**Prompt:** Copy out every entry precisely.

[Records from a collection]

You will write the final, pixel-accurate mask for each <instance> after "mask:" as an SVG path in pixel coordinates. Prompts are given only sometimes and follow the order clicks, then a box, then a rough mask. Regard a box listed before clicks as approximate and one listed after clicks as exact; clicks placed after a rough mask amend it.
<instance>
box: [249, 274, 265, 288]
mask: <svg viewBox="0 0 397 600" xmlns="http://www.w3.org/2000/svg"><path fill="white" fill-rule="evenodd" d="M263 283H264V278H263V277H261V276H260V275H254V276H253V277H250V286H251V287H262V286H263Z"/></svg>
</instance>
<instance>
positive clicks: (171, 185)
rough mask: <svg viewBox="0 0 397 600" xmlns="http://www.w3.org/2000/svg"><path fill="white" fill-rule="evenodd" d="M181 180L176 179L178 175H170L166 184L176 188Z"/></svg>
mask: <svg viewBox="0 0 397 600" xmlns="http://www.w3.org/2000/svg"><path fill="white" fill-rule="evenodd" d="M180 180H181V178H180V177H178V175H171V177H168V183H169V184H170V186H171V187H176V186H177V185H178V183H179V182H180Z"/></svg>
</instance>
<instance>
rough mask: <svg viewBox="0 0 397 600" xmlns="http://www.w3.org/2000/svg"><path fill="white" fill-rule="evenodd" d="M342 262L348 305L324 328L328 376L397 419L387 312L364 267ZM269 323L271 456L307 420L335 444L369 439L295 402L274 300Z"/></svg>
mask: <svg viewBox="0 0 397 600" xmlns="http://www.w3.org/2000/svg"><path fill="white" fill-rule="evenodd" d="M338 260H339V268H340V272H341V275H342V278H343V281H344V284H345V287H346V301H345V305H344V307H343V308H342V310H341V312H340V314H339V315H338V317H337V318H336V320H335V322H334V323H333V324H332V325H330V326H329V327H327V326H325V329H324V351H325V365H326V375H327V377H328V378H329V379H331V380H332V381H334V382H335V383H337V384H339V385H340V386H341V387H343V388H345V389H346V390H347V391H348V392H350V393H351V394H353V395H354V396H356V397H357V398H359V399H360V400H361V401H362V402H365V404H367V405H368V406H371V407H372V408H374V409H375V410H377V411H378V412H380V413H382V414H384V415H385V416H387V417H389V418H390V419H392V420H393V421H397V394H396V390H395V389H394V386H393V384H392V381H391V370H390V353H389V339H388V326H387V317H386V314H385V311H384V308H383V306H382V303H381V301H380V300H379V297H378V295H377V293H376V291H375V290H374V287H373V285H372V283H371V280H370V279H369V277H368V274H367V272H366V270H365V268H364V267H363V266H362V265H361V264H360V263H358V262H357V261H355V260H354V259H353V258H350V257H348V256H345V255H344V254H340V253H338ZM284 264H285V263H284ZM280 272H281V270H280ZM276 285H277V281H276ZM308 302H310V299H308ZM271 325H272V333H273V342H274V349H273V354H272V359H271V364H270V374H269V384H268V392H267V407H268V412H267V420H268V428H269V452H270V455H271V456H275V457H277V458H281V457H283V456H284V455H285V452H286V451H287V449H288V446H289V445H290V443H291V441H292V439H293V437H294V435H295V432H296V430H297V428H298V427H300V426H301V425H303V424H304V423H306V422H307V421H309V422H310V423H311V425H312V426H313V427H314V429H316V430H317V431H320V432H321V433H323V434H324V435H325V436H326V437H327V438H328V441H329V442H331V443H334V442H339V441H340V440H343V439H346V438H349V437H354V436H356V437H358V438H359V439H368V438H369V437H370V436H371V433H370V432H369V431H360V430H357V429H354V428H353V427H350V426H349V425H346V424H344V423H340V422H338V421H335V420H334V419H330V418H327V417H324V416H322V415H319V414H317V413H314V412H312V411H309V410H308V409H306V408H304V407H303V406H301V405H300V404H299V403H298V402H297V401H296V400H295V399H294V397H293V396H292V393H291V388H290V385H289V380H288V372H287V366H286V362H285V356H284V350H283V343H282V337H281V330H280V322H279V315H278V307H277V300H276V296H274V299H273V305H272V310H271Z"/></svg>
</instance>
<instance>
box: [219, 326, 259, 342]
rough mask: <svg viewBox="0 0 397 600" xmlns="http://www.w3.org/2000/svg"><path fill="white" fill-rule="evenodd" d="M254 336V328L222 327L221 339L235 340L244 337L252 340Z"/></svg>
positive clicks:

**Solution for this task:**
You will write the final, pixel-accurate mask for each <instance> after "mask:" as an SVG path in pixel coordinates. Prompts are given only sometimes and follow the order clicks, then a box, then a rough mask. Regard a box listed before clicks as approximate and one listed after clicks as exact; clicks placed after a rough mask amend it.
<instance>
box: [249, 274, 265, 288]
mask: <svg viewBox="0 0 397 600" xmlns="http://www.w3.org/2000/svg"><path fill="white" fill-rule="evenodd" d="M263 283H264V278H263V277H261V276H260V275H254V276H253V277H250V286H251V287H262V286H263Z"/></svg>
</instance>
<instance>
positive clicks: (171, 185)
rough mask: <svg viewBox="0 0 397 600" xmlns="http://www.w3.org/2000/svg"><path fill="white" fill-rule="evenodd" d="M181 180L176 179L178 175H170L166 184L176 188Z"/></svg>
mask: <svg viewBox="0 0 397 600" xmlns="http://www.w3.org/2000/svg"><path fill="white" fill-rule="evenodd" d="M180 180H181V178H180V177H178V175H171V177H168V183H169V184H170V186H171V187H176V186H177V185H178V183H179V182H180Z"/></svg>
</instance>
<instance>
rough mask: <svg viewBox="0 0 397 600" xmlns="http://www.w3.org/2000/svg"><path fill="white" fill-rule="evenodd" d="M342 262L348 305L324 328L328 376L397 419L387 312L364 267ZM269 323L271 456L307 420L335 444L369 439L295 402L274 300Z"/></svg>
mask: <svg viewBox="0 0 397 600" xmlns="http://www.w3.org/2000/svg"><path fill="white" fill-rule="evenodd" d="M338 260H339V268H340V272H341V275H342V278H343V281H344V284H345V287H346V301H345V305H344V307H343V308H342V310H341V312H340V314H339V315H338V317H337V318H336V320H335V322H334V323H333V324H332V325H330V326H329V327H327V326H325V329H324V351H325V365H326V375H327V377H328V378H329V379H331V380H332V381H334V382H335V383H337V384H339V385H340V386H341V387H343V388H345V389H346V390H347V391H348V392H350V393H351V394H353V395H354V396H356V397H357V398H359V399H360V400H361V401H362V402H365V404H367V405H368V406H371V407H372V408H374V409H375V410H377V411H378V412H380V413H382V414H384V415H385V416H387V417H389V418H390V419H392V420H393V421H397V394H396V390H395V389H394V386H393V384H392V381H391V370H390V353H389V339H388V326H387V317H386V314H385V311H384V308H383V306H382V303H381V301H380V300H379V297H378V295H377V293H376V291H375V290H374V287H373V285H372V283H371V280H370V279H369V277H368V274H367V272H366V270H365V268H364V267H363V266H362V265H361V264H360V263H358V262H357V261H355V260H354V259H353V258H350V257H348V256H345V255H344V254H340V253H338ZM284 264H285V263H284ZM280 272H281V270H280ZM276 285H277V281H276ZM308 302H310V299H308ZM271 325H272V333H273V342H274V349H273V354H272V359H271V364H270V374H269V384H268V392H267V407H268V412H267V420H268V428H269V452H270V455H271V456H275V457H277V458H281V457H283V456H284V455H285V452H286V451H287V449H288V446H289V445H290V443H291V441H292V439H293V437H294V435H295V432H296V430H297V428H298V427H300V426H301V425H303V424H304V423H306V422H307V421H309V422H310V423H311V425H312V426H313V427H314V429H316V430H317V431H320V432H321V433H323V434H324V435H325V436H326V437H327V438H328V441H329V442H331V443H334V442H339V441H340V440H343V439H346V438H349V437H354V436H356V437H358V438H359V439H368V438H369V437H370V436H371V433H370V432H369V431H360V430H357V429H354V428H353V427H350V426H349V425H346V424H344V423H340V422H338V421H335V420H334V419H330V418H327V417H324V416H322V415H319V414H317V413H314V412H312V411H309V410H308V409H306V408H304V407H303V406H301V405H300V404H299V403H298V402H297V401H296V400H295V399H294V397H293V396H292V393H291V388H290V385H289V380H288V372H287V366H286V362H285V356H284V350H283V343H282V337H281V330H280V322H279V315H278V307H277V300H276V296H274V299H273V305H272V310H271Z"/></svg>
</instance>
<instance>
box: [219, 326, 259, 342]
rough mask: <svg viewBox="0 0 397 600" xmlns="http://www.w3.org/2000/svg"><path fill="white" fill-rule="evenodd" d="M254 336V328L222 327L221 339L235 340L244 337L252 340Z"/></svg>
positive clicks:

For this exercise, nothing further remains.